* [EXERCISE INSTRUCTIONS]:
Each line of data below is to be returned exactly, leaving out any picture.

* [DATA FOR THIS TASK]:
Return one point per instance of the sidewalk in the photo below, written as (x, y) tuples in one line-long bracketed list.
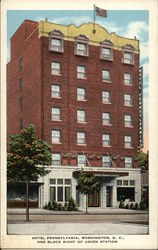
[(91, 210)]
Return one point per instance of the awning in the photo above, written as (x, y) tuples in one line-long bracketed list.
[(103, 173)]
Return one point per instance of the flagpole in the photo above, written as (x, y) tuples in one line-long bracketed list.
[(94, 20)]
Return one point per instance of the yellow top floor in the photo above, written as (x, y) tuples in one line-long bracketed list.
[(72, 31)]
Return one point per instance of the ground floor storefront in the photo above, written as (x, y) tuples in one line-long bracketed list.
[(115, 185)]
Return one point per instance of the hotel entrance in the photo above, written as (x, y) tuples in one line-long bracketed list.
[(94, 199)]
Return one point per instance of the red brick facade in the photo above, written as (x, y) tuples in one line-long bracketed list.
[(37, 100)]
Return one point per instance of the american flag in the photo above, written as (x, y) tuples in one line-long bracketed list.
[(100, 12)]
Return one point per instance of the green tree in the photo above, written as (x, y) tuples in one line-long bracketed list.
[(87, 183), (26, 156), (143, 159)]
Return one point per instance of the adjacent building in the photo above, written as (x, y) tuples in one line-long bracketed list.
[(83, 92)]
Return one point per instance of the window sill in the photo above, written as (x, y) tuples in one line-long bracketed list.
[(108, 81), (56, 120), (82, 78), (53, 74), (107, 124), (56, 97), (107, 103), (58, 143), (81, 100), (79, 144), (81, 122)]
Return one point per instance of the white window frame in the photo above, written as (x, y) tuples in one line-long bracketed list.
[(81, 116), (127, 78), (55, 68), (127, 99), (55, 93), (106, 140), (106, 162), (106, 118), (56, 114), (128, 141), (128, 57), (106, 75), (56, 159), (81, 160), (56, 136), (56, 44), (81, 71), (63, 185), (128, 120), (106, 97), (81, 96), (128, 162), (81, 138)]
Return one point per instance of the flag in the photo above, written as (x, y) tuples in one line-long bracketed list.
[(100, 12)]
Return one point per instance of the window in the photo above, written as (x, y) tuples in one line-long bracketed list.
[(128, 58), (106, 118), (81, 137), (107, 53), (21, 123), (81, 160), (20, 83), (60, 190), (105, 75), (128, 162), (128, 100), (127, 78), (106, 50), (106, 97), (128, 141), (56, 136), (81, 72), (55, 66), (55, 91), (125, 183), (81, 94), (20, 63), (56, 116), (21, 103), (106, 161), (56, 44), (119, 182), (132, 183), (81, 115), (128, 120), (56, 159), (82, 49), (106, 140)]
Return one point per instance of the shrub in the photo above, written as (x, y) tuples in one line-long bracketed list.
[(72, 205), (59, 207), (132, 206), (127, 206), (142, 205), (122, 205), (65, 206), (136, 206)]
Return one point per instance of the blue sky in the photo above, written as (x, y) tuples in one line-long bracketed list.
[(128, 23)]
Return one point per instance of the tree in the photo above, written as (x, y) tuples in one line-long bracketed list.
[(87, 183), (143, 159), (26, 156)]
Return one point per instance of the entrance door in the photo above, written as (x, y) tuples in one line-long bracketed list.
[(93, 199), (108, 196)]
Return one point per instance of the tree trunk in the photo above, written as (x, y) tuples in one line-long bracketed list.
[(27, 201), (86, 203)]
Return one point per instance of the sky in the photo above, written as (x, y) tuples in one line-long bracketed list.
[(127, 23)]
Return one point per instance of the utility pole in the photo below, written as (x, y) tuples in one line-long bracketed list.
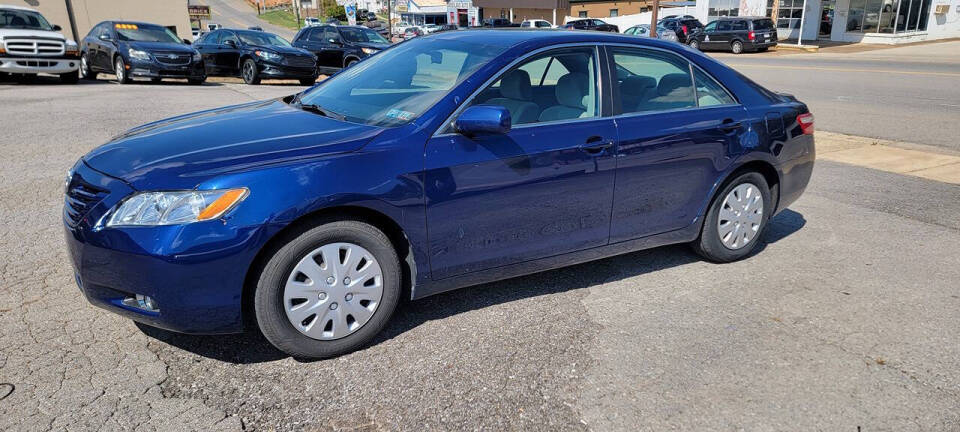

* [TASK OUTPUT]:
Return one point per instance of the sidewalk in the photo below, written as (x, y) tuples in one line-long bracketed list.
[(91, 210)]
Return one point per instance of the awning in the photo above, written as (x, y) tuples in one line-long bracketed list.
[(103, 173)]
Return one point per instance of the flagpole in the photo above, written as (x, y) tuples in one line-long bracketed list.
[(94, 20)]
Return one point per instance of the yellow top floor in the photo above, written as (x, y) tuples in one line-long bracketed list.
[(72, 31)]
Return one point per instance of the ground floor storefront in the photo above, written as (x, y) tuples in one line-long bracketed list.
[(115, 185)]
Return one point per instance of the hotel entrance in the photo above, written as (x, y) tuples in one line-long bracketed list.
[(94, 199)]
Return one point per instance of the red brick facade in the photo above, written as (x, y) tuples in one line-long bracketed list.
[(37, 100)]
Return one point per instance of the american flag in the photo above, written as (x, y) tuples in one line-long bracketed list.
[(100, 12)]
Return one point per instance of the green tree in the photo above, written as (x, y) tuples in one line-long bracketed list.
[(87, 183), (26, 156), (143, 159)]
Return one point per instance of the adjacent building in the photo above, written as (x, y) tuples in one line-long bracketed list.
[(83, 92)]
Return one point per instance of the window sill in the photo above, written as (x, y) tuples in one line-long bracketed list.
[(108, 81), (56, 120), (82, 78), (53, 74), (107, 124), (56, 97), (107, 103), (58, 143), (81, 100), (79, 144), (81, 122)]
Return one point per instance of the white window frame in the photo above, written as (x, y) tuples in one line-long bracketed list.
[(81, 116), (127, 78), (55, 68), (127, 99), (55, 93), (106, 140), (106, 162), (106, 118), (56, 114), (128, 141), (128, 57), (106, 75), (56, 159), (81, 160), (56, 136), (56, 44), (81, 71), (63, 185), (128, 120), (106, 97), (81, 96), (128, 162), (81, 138)]
Return one point per instance of the flag in the photo above, written as (x, y) tuples in one line-long bracketed list.
[(100, 12)]
Return one point per instance of the window in the photo above, written as (x, y) tuples in one line-long bracketed list.
[(128, 58), (106, 118), (81, 137), (107, 53), (21, 123), (81, 160), (20, 83), (60, 190), (105, 75), (128, 162), (128, 100), (127, 78), (106, 50), (106, 97), (128, 141), (56, 136), (81, 72), (55, 66), (55, 91), (125, 183), (81, 94), (20, 63), (56, 116), (21, 103), (106, 161), (56, 44), (119, 182), (132, 183), (81, 115), (128, 120), (56, 159), (82, 49), (106, 140)]
Return one point per instance of the shrub in the photo above, written as (x, y) tuples in one line-long bracketed list.
[(72, 205), (59, 207), (132, 206), (127, 206), (142, 205), (122, 205), (65, 206), (136, 206)]
Return one point per instance of the blue sky in the photo above, written as (x, y) tuples in one line-long bracketed list.
[(128, 23)]
Return one point per instance of the tree in the photo above, written as (x, y) tuples in one line-long bracketed list.
[(87, 183), (143, 159), (26, 156)]
Return one point per instance of the entrance door in the photo above, written as (x, y) tuples in one line-long bracketed list.
[(93, 199), (108, 196)]
Return one point per instance of the tree trunk in the photo above, written as (x, y) tuples in one line-long bracketed list.
[(27, 201), (86, 203)]
Return one point per instance of the sky in the photo above, written as (x, y) tuples in one line-long bracketed list.
[(127, 23)]
Return one point per instance of the utility pole in the photo below, written as (x, y) tuples in one line-long bracketed list.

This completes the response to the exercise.